-- begin --
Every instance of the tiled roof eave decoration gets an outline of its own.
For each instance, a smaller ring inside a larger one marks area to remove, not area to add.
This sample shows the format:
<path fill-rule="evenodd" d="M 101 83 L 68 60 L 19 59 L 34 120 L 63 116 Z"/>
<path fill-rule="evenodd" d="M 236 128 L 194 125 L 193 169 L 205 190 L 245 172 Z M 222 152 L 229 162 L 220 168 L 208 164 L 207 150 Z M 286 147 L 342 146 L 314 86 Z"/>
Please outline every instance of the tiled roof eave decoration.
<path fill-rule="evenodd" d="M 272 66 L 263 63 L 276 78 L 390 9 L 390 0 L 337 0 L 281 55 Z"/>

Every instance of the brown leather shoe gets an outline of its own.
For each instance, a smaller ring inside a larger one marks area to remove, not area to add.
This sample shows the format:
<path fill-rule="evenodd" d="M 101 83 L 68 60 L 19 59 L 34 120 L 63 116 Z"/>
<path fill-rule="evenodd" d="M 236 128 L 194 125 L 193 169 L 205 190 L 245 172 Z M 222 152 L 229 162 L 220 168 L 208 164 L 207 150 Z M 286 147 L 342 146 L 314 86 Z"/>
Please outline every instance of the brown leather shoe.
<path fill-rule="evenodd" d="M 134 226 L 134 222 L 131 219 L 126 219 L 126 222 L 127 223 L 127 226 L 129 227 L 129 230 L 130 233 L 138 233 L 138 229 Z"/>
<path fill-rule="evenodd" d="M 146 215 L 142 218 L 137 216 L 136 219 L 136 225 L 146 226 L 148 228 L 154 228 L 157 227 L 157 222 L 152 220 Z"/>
-- end --
§ REQUIREMENT
Reproduce the records word for word, from the line containing "Every instance of the brown leather shoe gets" through the end of the records.

§ EXPECTED ANSWER
Every instance of the brown leather shoe gets an outline of its own.
For each instance, a smaller ring inside a larger one marks area to remove, not area to add.
This sample shows the format:
<path fill-rule="evenodd" d="M 101 83 L 68 60 L 19 59 L 34 120 L 63 116 Z"/>
<path fill-rule="evenodd" d="M 236 128 L 194 125 L 193 169 L 205 190 L 245 172 Z M 222 152 L 229 162 L 220 168 L 208 164 L 207 150 Z M 286 147 L 342 146 L 314 86 Z"/>
Please outline every instance of the brown leather shoe.
<path fill-rule="evenodd" d="M 134 226 L 134 222 L 131 219 L 126 219 L 126 222 L 127 223 L 127 226 L 129 227 L 129 230 L 130 233 L 138 233 L 138 229 Z"/>
<path fill-rule="evenodd" d="M 146 215 L 142 218 L 137 216 L 136 219 L 136 225 L 146 226 L 148 228 L 154 228 L 157 227 L 157 222 L 152 220 Z"/>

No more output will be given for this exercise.